GIVEN TEXT —
========

Contribution to ManifoldCF webcrawler

2023-09-25 Thread Emeric Bernet-Rollande
Hi Karl and all !
 
I’ve been working on the MCF webcrawler component for our Datafari project, and 
I made some developments that might interest the MCF community.
 
Currently if a website redirects the user with a code 301 or 302 and the « 
limit to seed is checked », the website (the one pointed by the redirection) 
won’t be indexed. We added an option  « Force the inclusion of redirections », 
which will override the previous checkbox if the crawl encounters a redirection.



Would you be interested in getting the patch to integrate it into ManifoldCF? 
The corresponding documentation can be found here: 
https://datafari.atlassian.net/wiki/spaces/DATAFARI/pages/1886879745/Web+Connectors
 
Regards,

Emeric Bernet-Rollande

France Labs – Your knowledge, now
Datafari Enterprise Search – Découvrez la version 5 / Discover our version 5
www.datafari.com



Re: Contribution to ManifoldCF webcrawler

2023-09-25 Thread Furkan KAMACI
Hi Emeric,

First of all, thank you for your effort and suggestion. Do you have a Pull
Request for that improvement?

Kind regards,
Furkan Kamaci

On Mon, Sep 25, 2023 at 10:23 AM Emeric Bernet-Rollande <
emeric.ber...@francelabs.com> wrote:

> Hi Karl and all !
>
>
>
> I’ve been working on the MCF webcrawler component for our Datafari
> project, and I made some developments that might interest the MCF community.
>
>
>
> Currently if a website redirects the user with a code 301 or 302 and the
> « limit to seed is checked », the website (the one pointed by the
> redirection) won’t be indexed. We added an option  « Force the inclusion
> of redirections », which will override the previous checkbox if the crawl
> encounters a redirection.
>
>
>
>
>
> Would you be interested in getting the patch to integrate it into
> ManifoldCF? The corresponding documentation can be found here:
> https://datafari.atlassian.net/wiki/spaces/DATAFARI/pages/1886879745/Web+Connectors
>
>
>
> Regards,
>
>
>
> Emeric Bernet-Rollande
>
>
>
> *France Labs – Your knowledge, now*
>
> Datafari Enterprise Search – Découvrez la version 5 / Discover our version
> 5
> www.datafari.com
>
>
>


RE : Contribution to ManifoldCF webcrawler

2023-09-25 Thread Emeric Bernet-Rollande
Hi,

I opened a Pull Request, right here ! 
https://github.com/apache/manifoldcf/pull/149

Regards,

Emeric Bernet-Rollande

France Labs – Your knowledge, now
Datafari Enterprise Search – Découvrez la version 5 / Discover our version 5
www.datafari.com

De : Furkan KAMACI
Envoyé le :lundi 25 septembre 2023 09:28
À : dev@manifoldcf.apache.org
Cc : olivier.tav...@francelabs.com; France Labs
Objet :Re: Contribution to ManifoldCF webcrawler

Hi Emeric,

First of all, thank you for your effort and suggestion. Do you have a Pull
Request for that improvement?

========

DATA EXTRACT —
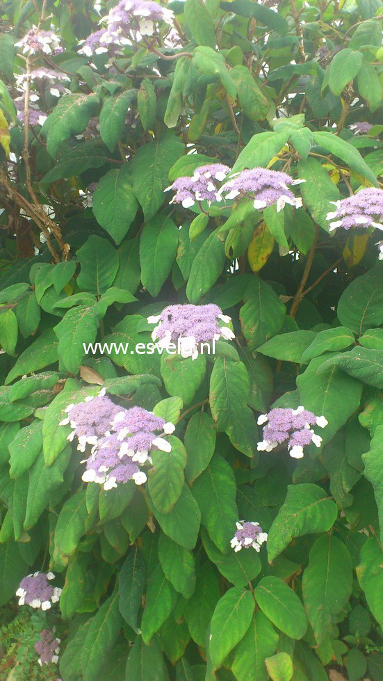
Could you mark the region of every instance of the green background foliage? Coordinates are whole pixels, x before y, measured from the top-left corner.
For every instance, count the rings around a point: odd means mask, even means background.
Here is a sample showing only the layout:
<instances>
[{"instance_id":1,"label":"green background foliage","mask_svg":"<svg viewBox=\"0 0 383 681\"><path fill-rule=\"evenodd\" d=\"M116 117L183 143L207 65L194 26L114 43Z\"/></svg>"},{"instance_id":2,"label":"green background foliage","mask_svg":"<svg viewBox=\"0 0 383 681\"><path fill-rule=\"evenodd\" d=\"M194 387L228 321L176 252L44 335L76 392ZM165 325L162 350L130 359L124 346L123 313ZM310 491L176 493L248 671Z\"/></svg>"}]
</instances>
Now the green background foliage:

========

DIRECTIVE —
Print the passage of the mailing list thread from "won’t be indexed. We" to "it into ManifoldCF?", word for word. The data have no connection to the mailing list thread.

EXERCISE RESPONSE —
won’t be indexed. We added an option  « Force the inclusion of redirections », 
which will override the previous checkbox if the crawl encounters a redirection.



Would you be interested in getting the patch to integrate it into ManifoldCF?